* PROBLEM
Of the lines below, copy those that hold the word "black".

── GIVEN RECORDS

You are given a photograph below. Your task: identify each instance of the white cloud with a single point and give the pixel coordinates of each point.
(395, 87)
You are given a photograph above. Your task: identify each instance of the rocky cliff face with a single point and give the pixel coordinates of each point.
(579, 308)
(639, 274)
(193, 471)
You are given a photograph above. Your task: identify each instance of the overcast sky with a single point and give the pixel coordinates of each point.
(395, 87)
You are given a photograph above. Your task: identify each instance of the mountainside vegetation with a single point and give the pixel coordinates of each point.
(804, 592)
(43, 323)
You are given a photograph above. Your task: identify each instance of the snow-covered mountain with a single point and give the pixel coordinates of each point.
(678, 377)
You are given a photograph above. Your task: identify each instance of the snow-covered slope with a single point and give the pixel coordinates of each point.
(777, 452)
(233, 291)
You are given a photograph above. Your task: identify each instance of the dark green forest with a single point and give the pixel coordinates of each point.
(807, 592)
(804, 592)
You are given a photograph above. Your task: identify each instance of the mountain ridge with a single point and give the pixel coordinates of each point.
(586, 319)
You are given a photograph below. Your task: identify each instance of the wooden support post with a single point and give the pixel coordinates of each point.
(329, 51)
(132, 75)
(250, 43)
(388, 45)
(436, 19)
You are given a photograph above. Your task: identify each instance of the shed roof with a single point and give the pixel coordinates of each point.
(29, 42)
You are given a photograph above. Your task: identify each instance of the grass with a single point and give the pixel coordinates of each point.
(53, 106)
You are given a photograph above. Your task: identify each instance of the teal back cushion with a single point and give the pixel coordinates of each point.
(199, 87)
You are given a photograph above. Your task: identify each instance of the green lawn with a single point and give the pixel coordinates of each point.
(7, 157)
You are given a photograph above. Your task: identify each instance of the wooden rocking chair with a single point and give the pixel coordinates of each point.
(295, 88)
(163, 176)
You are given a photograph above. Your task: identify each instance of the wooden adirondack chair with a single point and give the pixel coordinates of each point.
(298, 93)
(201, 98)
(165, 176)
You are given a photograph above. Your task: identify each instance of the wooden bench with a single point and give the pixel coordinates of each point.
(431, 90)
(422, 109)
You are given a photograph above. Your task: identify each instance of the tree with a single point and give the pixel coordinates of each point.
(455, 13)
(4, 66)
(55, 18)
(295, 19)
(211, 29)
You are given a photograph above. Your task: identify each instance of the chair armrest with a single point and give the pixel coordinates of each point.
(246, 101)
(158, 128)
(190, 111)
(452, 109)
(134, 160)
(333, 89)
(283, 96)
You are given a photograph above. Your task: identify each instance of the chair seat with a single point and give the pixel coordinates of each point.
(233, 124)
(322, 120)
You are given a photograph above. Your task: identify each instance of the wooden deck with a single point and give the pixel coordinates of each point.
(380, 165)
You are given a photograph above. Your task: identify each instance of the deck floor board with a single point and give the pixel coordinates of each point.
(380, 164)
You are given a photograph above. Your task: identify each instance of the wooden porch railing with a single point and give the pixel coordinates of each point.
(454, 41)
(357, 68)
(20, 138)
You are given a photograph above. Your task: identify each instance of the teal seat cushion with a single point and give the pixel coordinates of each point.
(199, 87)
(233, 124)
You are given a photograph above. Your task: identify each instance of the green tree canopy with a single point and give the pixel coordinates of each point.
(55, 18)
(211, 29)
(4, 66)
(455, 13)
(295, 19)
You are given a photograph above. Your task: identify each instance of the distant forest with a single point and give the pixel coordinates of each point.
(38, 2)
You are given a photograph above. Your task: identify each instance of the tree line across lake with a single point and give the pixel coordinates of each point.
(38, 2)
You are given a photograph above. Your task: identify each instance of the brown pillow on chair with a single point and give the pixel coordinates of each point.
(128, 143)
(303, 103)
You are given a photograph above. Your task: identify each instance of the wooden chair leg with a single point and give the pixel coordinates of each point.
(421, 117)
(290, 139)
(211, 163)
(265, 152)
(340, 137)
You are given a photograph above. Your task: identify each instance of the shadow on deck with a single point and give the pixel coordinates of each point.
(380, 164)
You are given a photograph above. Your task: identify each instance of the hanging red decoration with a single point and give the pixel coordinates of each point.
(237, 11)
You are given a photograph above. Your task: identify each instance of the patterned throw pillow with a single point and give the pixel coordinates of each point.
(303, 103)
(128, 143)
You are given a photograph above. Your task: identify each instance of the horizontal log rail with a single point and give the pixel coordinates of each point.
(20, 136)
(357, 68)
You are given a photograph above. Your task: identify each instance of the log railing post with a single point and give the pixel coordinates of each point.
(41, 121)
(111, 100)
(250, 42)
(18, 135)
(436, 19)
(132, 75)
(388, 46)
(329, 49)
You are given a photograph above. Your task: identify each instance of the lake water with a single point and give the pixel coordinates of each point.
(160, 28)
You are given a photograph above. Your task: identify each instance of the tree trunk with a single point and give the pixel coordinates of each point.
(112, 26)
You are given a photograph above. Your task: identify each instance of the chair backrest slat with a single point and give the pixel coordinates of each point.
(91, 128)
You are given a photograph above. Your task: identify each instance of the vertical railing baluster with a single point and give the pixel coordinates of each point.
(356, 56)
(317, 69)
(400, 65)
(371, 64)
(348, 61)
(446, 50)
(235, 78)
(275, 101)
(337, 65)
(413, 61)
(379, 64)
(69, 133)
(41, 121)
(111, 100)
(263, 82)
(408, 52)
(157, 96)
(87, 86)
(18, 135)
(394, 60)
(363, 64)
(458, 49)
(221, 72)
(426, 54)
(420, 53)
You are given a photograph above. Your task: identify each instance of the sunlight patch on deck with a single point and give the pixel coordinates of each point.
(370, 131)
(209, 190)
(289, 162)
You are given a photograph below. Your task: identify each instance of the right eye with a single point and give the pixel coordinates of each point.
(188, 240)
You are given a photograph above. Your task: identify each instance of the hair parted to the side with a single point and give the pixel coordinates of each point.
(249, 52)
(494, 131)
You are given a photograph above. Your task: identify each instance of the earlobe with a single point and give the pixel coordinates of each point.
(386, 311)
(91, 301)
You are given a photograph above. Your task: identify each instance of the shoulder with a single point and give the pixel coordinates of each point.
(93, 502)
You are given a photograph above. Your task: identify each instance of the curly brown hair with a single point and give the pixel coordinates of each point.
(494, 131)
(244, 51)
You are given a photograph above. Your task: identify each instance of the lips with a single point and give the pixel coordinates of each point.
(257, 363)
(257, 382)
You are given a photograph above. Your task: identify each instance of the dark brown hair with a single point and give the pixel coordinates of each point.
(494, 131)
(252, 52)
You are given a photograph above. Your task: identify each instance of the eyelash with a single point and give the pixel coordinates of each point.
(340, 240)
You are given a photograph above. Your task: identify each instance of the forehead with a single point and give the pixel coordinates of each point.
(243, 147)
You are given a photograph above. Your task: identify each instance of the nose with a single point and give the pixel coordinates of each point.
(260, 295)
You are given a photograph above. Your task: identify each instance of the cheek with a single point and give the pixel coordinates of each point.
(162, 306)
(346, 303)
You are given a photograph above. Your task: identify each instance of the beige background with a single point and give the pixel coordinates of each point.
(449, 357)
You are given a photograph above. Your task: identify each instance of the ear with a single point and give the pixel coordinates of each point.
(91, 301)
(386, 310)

────
── GIVEN RECORDS

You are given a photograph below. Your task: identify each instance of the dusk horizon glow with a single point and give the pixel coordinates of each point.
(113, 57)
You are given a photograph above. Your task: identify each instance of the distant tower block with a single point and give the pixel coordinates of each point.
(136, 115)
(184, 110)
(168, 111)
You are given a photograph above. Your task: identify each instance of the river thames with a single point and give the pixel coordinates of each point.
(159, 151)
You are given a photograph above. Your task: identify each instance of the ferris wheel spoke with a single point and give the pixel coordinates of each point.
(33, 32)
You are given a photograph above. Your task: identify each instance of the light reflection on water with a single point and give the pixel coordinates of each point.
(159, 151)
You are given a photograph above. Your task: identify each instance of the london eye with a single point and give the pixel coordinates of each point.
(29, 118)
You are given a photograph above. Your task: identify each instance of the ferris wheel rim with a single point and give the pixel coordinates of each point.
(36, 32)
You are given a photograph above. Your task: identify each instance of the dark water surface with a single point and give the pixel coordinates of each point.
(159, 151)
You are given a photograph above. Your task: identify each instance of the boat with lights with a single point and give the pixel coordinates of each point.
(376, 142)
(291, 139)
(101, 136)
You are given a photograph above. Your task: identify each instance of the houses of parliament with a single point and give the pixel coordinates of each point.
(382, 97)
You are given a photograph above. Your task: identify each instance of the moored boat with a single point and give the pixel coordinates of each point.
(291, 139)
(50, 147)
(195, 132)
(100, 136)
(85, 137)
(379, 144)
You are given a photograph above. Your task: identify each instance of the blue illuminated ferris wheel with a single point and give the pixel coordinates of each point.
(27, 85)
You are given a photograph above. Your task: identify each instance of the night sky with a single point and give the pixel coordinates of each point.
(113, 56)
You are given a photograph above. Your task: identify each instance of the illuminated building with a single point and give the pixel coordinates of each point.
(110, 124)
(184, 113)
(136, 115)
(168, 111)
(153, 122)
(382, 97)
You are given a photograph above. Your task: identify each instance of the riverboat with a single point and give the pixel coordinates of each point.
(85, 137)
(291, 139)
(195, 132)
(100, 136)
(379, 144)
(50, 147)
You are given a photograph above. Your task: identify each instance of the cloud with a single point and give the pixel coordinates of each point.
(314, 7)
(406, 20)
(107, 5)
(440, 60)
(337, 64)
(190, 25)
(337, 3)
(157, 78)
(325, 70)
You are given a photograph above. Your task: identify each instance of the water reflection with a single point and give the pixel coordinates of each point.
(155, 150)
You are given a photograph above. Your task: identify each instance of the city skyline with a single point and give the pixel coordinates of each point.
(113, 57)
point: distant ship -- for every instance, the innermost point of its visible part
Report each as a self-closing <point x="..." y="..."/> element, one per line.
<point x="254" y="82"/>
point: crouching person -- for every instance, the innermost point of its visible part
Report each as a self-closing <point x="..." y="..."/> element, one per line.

────
── GIVEN RECORDS

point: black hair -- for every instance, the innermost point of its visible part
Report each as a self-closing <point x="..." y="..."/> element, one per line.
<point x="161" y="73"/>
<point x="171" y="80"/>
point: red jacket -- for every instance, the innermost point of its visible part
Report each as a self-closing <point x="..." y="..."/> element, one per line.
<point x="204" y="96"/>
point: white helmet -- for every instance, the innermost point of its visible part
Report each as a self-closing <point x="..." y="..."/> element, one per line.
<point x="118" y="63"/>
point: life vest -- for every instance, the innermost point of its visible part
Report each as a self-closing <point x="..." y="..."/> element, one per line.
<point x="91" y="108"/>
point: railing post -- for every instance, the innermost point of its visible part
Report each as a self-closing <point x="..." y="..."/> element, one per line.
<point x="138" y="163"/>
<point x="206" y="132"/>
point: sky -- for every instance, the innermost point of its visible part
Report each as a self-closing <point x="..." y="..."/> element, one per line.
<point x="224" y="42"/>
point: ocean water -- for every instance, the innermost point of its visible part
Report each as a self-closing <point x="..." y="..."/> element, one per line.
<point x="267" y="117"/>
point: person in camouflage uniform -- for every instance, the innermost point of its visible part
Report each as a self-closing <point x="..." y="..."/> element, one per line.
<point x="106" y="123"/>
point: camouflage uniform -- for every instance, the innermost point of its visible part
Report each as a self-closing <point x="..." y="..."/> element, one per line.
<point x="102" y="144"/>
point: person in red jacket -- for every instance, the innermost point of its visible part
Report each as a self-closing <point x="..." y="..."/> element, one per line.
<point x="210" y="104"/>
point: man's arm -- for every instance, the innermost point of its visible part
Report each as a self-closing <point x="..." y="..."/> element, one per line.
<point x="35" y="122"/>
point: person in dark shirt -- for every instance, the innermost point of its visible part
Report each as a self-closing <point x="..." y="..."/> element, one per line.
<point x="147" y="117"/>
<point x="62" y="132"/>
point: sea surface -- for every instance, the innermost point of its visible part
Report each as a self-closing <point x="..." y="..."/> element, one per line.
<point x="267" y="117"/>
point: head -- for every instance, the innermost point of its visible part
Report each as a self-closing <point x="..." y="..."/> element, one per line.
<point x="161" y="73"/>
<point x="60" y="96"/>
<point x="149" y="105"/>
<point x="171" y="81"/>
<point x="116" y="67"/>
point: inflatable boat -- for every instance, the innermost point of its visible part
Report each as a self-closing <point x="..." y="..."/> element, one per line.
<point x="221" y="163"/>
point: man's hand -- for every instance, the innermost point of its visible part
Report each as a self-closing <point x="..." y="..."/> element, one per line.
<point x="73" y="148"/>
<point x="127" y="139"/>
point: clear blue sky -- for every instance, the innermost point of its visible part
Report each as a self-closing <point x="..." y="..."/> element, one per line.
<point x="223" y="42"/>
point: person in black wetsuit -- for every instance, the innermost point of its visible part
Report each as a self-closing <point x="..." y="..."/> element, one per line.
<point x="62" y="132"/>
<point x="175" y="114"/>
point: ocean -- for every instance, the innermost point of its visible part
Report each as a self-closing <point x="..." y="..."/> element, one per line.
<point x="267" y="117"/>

────

* PROBLEM SOLUTION
point: black hair -- for every instance, the innermost point of its visible part
point: person in black wetsuit -- for every instance, the innermost point of its visible part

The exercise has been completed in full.